>>>

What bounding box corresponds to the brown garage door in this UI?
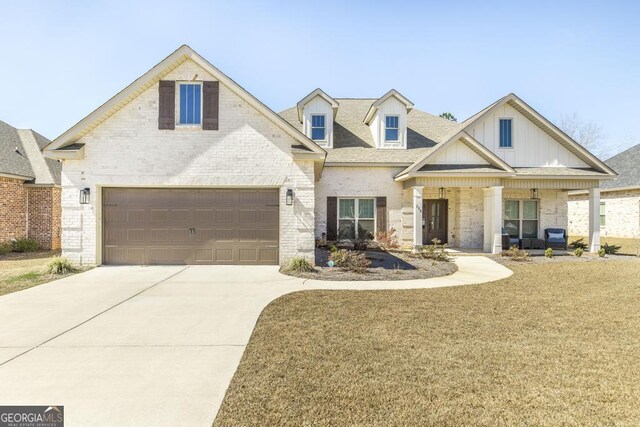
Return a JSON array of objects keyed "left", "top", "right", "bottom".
[{"left": 102, "top": 188, "right": 279, "bottom": 265}]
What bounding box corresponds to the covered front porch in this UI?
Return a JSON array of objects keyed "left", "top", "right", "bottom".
[{"left": 400, "top": 177, "right": 603, "bottom": 254}]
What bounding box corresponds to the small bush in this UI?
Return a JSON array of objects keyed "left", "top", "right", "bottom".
[
  {"left": 573, "top": 247, "right": 584, "bottom": 257},
  {"left": 46, "top": 257, "right": 79, "bottom": 275},
  {"left": 287, "top": 257, "right": 315, "bottom": 273},
  {"left": 545, "top": 248, "right": 554, "bottom": 258},
  {"left": 501, "top": 246, "right": 529, "bottom": 261},
  {"left": 375, "top": 228, "right": 400, "bottom": 251},
  {"left": 328, "top": 245, "right": 339, "bottom": 253},
  {"left": 328, "top": 249, "right": 371, "bottom": 273},
  {"left": 413, "top": 239, "right": 450, "bottom": 262},
  {"left": 11, "top": 238, "right": 40, "bottom": 253},
  {"left": 0, "top": 241, "right": 11, "bottom": 256},
  {"left": 603, "top": 243, "right": 621, "bottom": 255},
  {"left": 570, "top": 238, "right": 588, "bottom": 250},
  {"left": 598, "top": 248, "right": 606, "bottom": 257}
]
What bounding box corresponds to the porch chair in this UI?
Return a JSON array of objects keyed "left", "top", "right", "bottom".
[{"left": 545, "top": 228, "right": 568, "bottom": 250}]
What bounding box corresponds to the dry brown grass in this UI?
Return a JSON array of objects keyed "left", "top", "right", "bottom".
[
  {"left": 0, "top": 251, "right": 83, "bottom": 296},
  {"left": 215, "top": 260, "right": 640, "bottom": 426},
  {"left": 570, "top": 235, "right": 640, "bottom": 256}
]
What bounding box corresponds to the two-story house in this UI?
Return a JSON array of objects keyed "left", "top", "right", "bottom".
[{"left": 44, "top": 45, "right": 615, "bottom": 265}]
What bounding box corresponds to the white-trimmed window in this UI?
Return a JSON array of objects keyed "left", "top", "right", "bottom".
[
  {"left": 385, "top": 115, "right": 399, "bottom": 142},
  {"left": 311, "top": 114, "right": 326, "bottom": 141},
  {"left": 504, "top": 200, "right": 538, "bottom": 239},
  {"left": 600, "top": 202, "right": 606, "bottom": 227},
  {"left": 338, "top": 198, "right": 375, "bottom": 240},
  {"left": 499, "top": 118, "right": 513, "bottom": 148},
  {"left": 178, "top": 82, "right": 202, "bottom": 125}
]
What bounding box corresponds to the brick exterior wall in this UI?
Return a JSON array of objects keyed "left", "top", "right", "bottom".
[
  {"left": 0, "top": 177, "right": 61, "bottom": 249},
  {"left": 60, "top": 59, "right": 315, "bottom": 265},
  {"left": 568, "top": 189, "right": 640, "bottom": 238}
]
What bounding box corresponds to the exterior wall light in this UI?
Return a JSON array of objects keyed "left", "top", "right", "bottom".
[
  {"left": 438, "top": 187, "right": 446, "bottom": 199},
  {"left": 286, "top": 188, "right": 293, "bottom": 206},
  {"left": 530, "top": 188, "right": 538, "bottom": 199},
  {"left": 79, "top": 187, "right": 91, "bottom": 204}
]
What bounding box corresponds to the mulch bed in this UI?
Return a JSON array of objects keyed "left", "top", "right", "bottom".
[{"left": 281, "top": 249, "right": 457, "bottom": 281}]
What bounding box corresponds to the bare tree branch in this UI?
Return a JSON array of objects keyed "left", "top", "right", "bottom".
[{"left": 558, "top": 113, "right": 606, "bottom": 157}]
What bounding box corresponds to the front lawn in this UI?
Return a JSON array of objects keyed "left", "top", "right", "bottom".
[
  {"left": 0, "top": 251, "right": 83, "bottom": 296},
  {"left": 215, "top": 260, "right": 640, "bottom": 426}
]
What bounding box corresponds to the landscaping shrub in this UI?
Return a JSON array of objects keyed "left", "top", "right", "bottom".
[
  {"left": 598, "top": 248, "right": 606, "bottom": 257},
  {"left": 287, "top": 257, "right": 315, "bottom": 273},
  {"left": 545, "top": 248, "right": 554, "bottom": 258},
  {"left": 573, "top": 247, "right": 584, "bottom": 257},
  {"left": 328, "top": 245, "right": 338, "bottom": 253},
  {"left": 603, "top": 243, "right": 621, "bottom": 255},
  {"left": 375, "top": 228, "right": 400, "bottom": 251},
  {"left": 570, "top": 238, "right": 588, "bottom": 250},
  {"left": 501, "top": 246, "right": 529, "bottom": 261},
  {"left": 46, "top": 257, "right": 79, "bottom": 275},
  {"left": 413, "top": 239, "right": 450, "bottom": 262},
  {"left": 11, "top": 238, "right": 40, "bottom": 253},
  {"left": 328, "top": 249, "right": 371, "bottom": 273},
  {"left": 0, "top": 242, "right": 11, "bottom": 256}
]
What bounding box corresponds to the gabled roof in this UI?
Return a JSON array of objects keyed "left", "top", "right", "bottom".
[
  {"left": 601, "top": 143, "right": 640, "bottom": 189},
  {"left": 44, "top": 45, "right": 325, "bottom": 159},
  {"left": 459, "top": 93, "right": 616, "bottom": 176},
  {"left": 0, "top": 120, "right": 60, "bottom": 184},
  {"left": 395, "top": 131, "right": 515, "bottom": 181},
  {"left": 296, "top": 88, "right": 339, "bottom": 122},
  {"left": 364, "top": 89, "right": 414, "bottom": 125}
]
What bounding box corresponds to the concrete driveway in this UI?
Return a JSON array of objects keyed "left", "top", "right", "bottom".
[{"left": 0, "top": 258, "right": 511, "bottom": 426}]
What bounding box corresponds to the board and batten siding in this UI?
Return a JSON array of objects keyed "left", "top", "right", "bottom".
[
  {"left": 466, "top": 103, "right": 589, "bottom": 168},
  {"left": 369, "top": 96, "right": 408, "bottom": 149},
  {"left": 302, "top": 96, "right": 334, "bottom": 148},
  {"left": 428, "top": 139, "right": 489, "bottom": 165}
]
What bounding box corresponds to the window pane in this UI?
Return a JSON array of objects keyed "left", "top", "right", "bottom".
[
  {"left": 358, "top": 199, "right": 374, "bottom": 219},
  {"left": 504, "top": 220, "right": 520, "bottom": 238},
  {"left": 522, "top": 220, "right": 538, "bottom": 238},
  {"left": 358, "top": 220, "right": 375, "bottom": 239},
  {"left": 504, "top": 201, "right": 519, "bottom": 220},
  {"left": 523, "top": 201, "right": 538, "bottom": 220},
  {"left": 385, "top": 128, "right": 399, "bottom": 141},
  {"left": 338, "top": 199, "right": 355, "bottom": 219},
  {"left": 311, "top": 127, "right": 325, "bottom": 140},
  {"left": 338, "top": 220, "right": 356, "bottom": 240},
  {"left": 500, "top": 119, "right": 512, "bottom": 147},
  {"left": 179, "top": 84, "right": 201, "bottom": 125},
  {"left": 312, "top": 115, "right": 325, "bottom": 127},
  {"left": 600, "top": 203, "right": 606, "bottom": 227},
  {"left": 386, "top": 116, "right": 398, "bottom": 128}
]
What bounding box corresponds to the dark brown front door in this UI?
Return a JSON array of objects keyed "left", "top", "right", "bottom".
[
  {"left": 102, "top": 188, "right": 279, "bottom": 265},
  {"left": 423, "top": 199, "right": 448, "bottom": 244}
]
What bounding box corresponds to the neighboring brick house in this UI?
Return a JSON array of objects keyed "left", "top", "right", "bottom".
[
  {"left": 569, "top": 144, "right": 640, "bottom": 239},
  {"left": 44, "top": 45, "right": 615, "bottom": 266},
  {"left": 0, "top": 121, "right": 62, "bottom": 249}
]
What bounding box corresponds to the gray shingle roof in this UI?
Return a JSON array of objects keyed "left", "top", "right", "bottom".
[
  {"left": 514, "top": 167, "right": 612, "bottom": 177},
  {"left": 0, "top": 120, "right": 60, "bottom": 184},
  {"left": 601, "top": 144, "right": 640, "bottom": 189},
  {"left": 279, "top": 99, "right": 460, "bottom": 164}
]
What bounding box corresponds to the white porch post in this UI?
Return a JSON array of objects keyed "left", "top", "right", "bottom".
[
  {"left": 588, "top": 188, "right": 601, "bottom": 252},
  {"left": 483, "top": 186, "right": 503, "bottom": 254},
  {"left": 412, "top": 186, "right": 424, "bottom": 249}
]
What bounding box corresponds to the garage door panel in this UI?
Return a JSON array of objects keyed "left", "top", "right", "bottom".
[{"left": 103, "top": 188, "right": 279, "bottom": 265}]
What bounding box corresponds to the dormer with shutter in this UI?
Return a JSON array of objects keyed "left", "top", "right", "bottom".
[
  {"left": 296, "top": 89, "right": 339, "bottom": 148},
  {"left": 364, "top": 90, "right": 413, "bottom": 149}
]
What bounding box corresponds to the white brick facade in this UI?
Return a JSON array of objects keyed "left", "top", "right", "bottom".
[
  {"left": 61, "top": 60, "right": 315, "bottom": 265},
  {"left": 569, "top": 189, "right": 640, "bottom": 238}
]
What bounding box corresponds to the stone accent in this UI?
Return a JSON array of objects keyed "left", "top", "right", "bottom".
[{"left": 569, "top": 189, "right": 640, "bottom": 238}]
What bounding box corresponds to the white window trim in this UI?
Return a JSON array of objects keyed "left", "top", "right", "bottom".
[
  {"left": 600, "top": 201, "right": 606, "bottom": 228},
  {"left": 384, "top": 114, "right": 401, "bottom": 145},
  {"left": 498, "top": 117, "right": 514, "bottom": 150},
  {"left": 337, "top": 197, "right": 376, "bottom": 240},
  {"left": 175, "top": 81, "right": 204, "bottom": 127},
  {"left": 503, "top": 199, "right": 539, "bottom": 239},
  {"left": 310, "top": 113, "right": 327, "bottom": 143}
]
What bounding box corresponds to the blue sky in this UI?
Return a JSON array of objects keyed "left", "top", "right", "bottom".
[{"left": 1, "top": 0, "right": 638, "bottom": 157}]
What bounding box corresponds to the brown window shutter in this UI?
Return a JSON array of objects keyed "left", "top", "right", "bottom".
[
  {"left": 158, "top": 80, "right": 175, "bottom": 130},
  {"left": 203, "top": 81, "right": 219, "bottom": 130},
  {"left": 326, "top": 197, "right": 337, "bottom": 240},
  {"left": 376, "top": 197, "right": 387, "bottom": 234}
]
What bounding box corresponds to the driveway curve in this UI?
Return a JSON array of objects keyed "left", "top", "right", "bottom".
[{"left": 0, "top": 256, "right": 511, "bottom": 426}]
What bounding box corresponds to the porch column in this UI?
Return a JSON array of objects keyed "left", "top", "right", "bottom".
[
  {"left": 483, "top": 186, "right": 503, "bottom": 254},
  {"left": 412, "top": 186, "right": 424, "bottom": 249},
  {"left": 588, "top": 188, "right": 601, "bottom": 252}
]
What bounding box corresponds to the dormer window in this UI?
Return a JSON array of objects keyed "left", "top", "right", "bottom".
[
  {"left": 311, "top": 115, "right": 326, "bottom": 141},
  {"left": 385, "top": 116, "right": 399, "bottom": 142},
  {"left": 178, "top": 83, "right": 202, "bottom": 125}
]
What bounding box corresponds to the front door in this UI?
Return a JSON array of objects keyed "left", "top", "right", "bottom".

<<<

What is being asked -
Please go line by line through the records above, copying each one that holds the string "exterior".

Result for this exercise -
What bounding box corresponds to the brick exterior wall in this UI?
What bounding box corresponds to the exterior wall light in this UI?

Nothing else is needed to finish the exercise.